**Extracted information:**
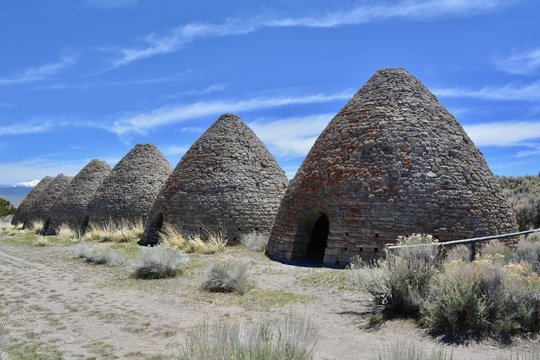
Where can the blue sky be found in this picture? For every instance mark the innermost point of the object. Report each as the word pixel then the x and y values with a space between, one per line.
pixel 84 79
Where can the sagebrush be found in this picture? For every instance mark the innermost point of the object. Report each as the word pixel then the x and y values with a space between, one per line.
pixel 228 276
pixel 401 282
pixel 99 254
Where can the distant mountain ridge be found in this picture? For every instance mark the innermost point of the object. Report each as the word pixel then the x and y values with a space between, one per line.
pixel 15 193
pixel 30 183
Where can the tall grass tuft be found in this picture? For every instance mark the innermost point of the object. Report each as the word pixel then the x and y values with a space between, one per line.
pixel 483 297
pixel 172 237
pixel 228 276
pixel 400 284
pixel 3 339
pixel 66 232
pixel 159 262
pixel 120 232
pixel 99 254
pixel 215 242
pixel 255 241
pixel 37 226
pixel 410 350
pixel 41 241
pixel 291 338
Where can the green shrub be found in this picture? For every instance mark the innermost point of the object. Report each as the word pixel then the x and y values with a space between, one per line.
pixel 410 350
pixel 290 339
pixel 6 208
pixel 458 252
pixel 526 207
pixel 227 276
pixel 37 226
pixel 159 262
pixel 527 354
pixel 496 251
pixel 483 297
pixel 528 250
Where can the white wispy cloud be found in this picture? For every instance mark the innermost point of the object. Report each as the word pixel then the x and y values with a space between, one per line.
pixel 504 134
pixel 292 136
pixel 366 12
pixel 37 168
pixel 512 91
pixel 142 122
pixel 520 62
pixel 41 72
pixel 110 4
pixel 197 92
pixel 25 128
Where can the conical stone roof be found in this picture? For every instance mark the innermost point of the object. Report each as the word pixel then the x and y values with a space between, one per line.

...

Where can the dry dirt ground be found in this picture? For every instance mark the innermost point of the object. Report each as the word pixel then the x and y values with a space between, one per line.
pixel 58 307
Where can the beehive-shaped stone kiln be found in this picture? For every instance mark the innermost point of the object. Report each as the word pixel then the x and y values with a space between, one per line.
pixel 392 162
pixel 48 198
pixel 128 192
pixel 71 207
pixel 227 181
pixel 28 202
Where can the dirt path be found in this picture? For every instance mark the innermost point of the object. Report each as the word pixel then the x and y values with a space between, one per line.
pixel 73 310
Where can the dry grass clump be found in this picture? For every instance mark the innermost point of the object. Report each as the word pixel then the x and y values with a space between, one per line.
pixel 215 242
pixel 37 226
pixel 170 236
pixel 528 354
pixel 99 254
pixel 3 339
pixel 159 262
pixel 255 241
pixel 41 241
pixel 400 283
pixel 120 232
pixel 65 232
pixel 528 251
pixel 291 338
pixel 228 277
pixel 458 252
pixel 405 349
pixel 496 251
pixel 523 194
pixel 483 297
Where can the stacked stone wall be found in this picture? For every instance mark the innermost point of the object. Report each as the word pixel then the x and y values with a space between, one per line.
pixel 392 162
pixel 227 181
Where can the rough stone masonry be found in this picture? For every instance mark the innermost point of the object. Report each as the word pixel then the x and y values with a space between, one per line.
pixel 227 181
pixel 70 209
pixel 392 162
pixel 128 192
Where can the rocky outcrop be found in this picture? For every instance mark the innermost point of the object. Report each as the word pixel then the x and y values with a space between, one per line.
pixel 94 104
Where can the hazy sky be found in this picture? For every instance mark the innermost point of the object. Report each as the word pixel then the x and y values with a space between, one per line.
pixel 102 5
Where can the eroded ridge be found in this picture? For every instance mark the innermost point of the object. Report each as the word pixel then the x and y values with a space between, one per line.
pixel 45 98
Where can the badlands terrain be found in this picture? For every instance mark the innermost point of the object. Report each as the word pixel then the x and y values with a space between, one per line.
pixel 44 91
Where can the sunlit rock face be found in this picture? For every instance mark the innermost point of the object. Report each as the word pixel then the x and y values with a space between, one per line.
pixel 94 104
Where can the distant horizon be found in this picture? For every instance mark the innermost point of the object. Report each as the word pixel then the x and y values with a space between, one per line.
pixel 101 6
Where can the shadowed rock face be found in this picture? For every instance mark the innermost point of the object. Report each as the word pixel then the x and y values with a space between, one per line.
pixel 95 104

...

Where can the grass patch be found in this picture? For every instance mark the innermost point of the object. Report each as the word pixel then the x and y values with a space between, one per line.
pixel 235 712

**Exercise:** Of all the entries above, retype exactly the lines from the line with "Where can the sagebrush" to the line with "Where can the conical", both included, and no others.

**Answer to the exercise:**
Where can the sagebrush be found in this picture? For every instance mark the innermost point of the object. Report each as the word pixel then the x and y values with a space between, one per line.
pixel 228 276
pixel 401 282
pixel 99 254
Where can the distant mountain ridge be found in this picture? For every instance mark the innermost point of the object. Report each as the word pixel then the x and y values with a space between, one per line.
pixel 15 193
pixel 30 183
Where can the tall grass tuft be found in this picture? For every instance mark the innermost point of the object. Report each as the word pixel then the x and y values with a space between, one per line.
pixel 483 297
pixel 172 237
pixel 228 276
pixel 400 284
pixel 3 339
pixel 66 232
pixel 159 262
pixel 120 232
pixel 99 254
pixel 215 242
pixel 255 241
pixel 37 226
pixel 410 350
pixel 41 241
pixel 291 338
Where can the green shrub be found in this picture? For every instance mark the innermost point of the object. Report each as the word pixel then the x and y values with a space between, one per line.
pixel 410 350
pixel 290 339
pixel 6 208
pixel 458 252
pixel 526 207
pixel 227 276
pixel 37 226
pixel 159 262
pixel 527 354
pixel 496 251
pixel 483 297
pixel 528 250
Where can the white wispy cloud be found in this picture? For every instance mark the innermost point of the object. Report each as the word pixel then the x and y values with a space between, one per line.
pixel 504 134
pixel 292 136
pixel 366 12
pixel 37 168
pixel 512 91
pixel 142 122
pixel 520 62
pixel 41 72
pixel 110 4
pixel 197 92
pixel 25 128
Where can the conical stone roof be found in this picture? For every instance mark the innermost point of the object. Report each as the word pixel then the x and y values with a space between, one per line.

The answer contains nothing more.